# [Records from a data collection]
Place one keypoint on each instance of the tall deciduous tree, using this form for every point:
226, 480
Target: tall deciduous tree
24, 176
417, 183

# [Exercise task]
Return every line of the data above that contains the string "tall", matching case exactly.

# [Written solution]
Place one keypoint on each instance of the tall deciduous tree, using this form for every point:
Target: tall deciduous tree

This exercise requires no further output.